▶ **Extrait du document**:
#####
Une formulation plus explicite de cette maxime nous permet de mieux en saisir la signification : « Si tu rencontres le Bouddha vivant, alors tue le, car le Bouddha ne se trouve qu’à l’intérieur de toi-même ». Pour le bouddhisme zen comme pour toute forme authentique de spiritualité, l’expérience intérieure est centrale. "Tuer le Bouddha" c’est traverser le monde abstrait des représentations, croyances et préjugés pour se ressourcer à la perception de l’instant présent. 

Quand elle ne procède pas, comme l'icône, d'une intention épiphanique, la représentation du sacré est le plus souvent une profanation qui nous éloigne du foyer intense et lumineux de l’expérience intérieure. "Tuer le Bouddha" c’est se libérer de la lettre mortifère pour retrouver le jaillissement créateur de l’esprit. C’est découvrir la puissance créatrice de la présence d’esprit en déconstruisant la représentation qui l’occultait. C’est reconnaître que la séparation est une illusion en reconnectant la conscience à sa nature véritable qui n’est pas mentale mais non-duelle.
#####
▶ **Consigne**:
Répondez aux questions suivantes d'après l'extrait sur la maxime « Tuer le Bouddha » :
1. Selon la formulation plus explicite de la maxime, où se trouve le Bouddha ?
2. Qu'est-ce qui est central pour le bouddhisme zen comme pour toute forme authentique de spiritualité ?
3. Quelle est la nature véritable de la conscience d'après l'extrait ?
#####
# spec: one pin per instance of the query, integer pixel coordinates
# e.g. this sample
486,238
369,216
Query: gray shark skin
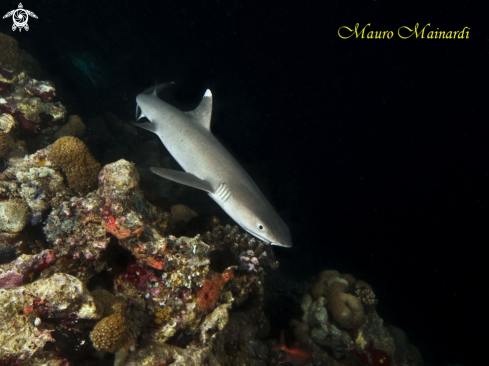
209,166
#####
▶ **Réponse rédigée**:
1. Le Bouddha ne se trouve qu'à l'intérieur de soi-même.
2. L'expérience intérieure.
3. Elle n'est pas mentale mais non-duelle.